Where a line of the following data contains the string "wall", include it in the tally. Report the total alone.

Supplied material:

[Start of section]

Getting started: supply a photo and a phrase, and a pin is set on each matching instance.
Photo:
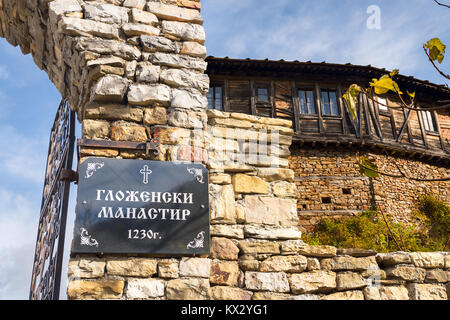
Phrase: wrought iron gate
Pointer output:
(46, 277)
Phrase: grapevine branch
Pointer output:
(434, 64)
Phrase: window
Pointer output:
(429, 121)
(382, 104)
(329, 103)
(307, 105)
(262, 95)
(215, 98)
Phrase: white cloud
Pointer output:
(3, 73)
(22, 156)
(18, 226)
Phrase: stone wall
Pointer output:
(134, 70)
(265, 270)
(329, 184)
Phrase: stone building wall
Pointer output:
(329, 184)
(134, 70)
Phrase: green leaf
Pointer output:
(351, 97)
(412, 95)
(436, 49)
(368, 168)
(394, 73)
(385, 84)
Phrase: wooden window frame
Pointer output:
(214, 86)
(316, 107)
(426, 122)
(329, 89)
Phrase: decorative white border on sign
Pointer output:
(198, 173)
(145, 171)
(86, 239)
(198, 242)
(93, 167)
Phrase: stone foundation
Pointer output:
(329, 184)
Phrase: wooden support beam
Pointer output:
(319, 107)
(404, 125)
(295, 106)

[End of section]
[Start of section]

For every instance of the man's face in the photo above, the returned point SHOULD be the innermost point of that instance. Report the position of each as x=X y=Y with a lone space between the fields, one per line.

[End of section]

Answer to this exercise:
2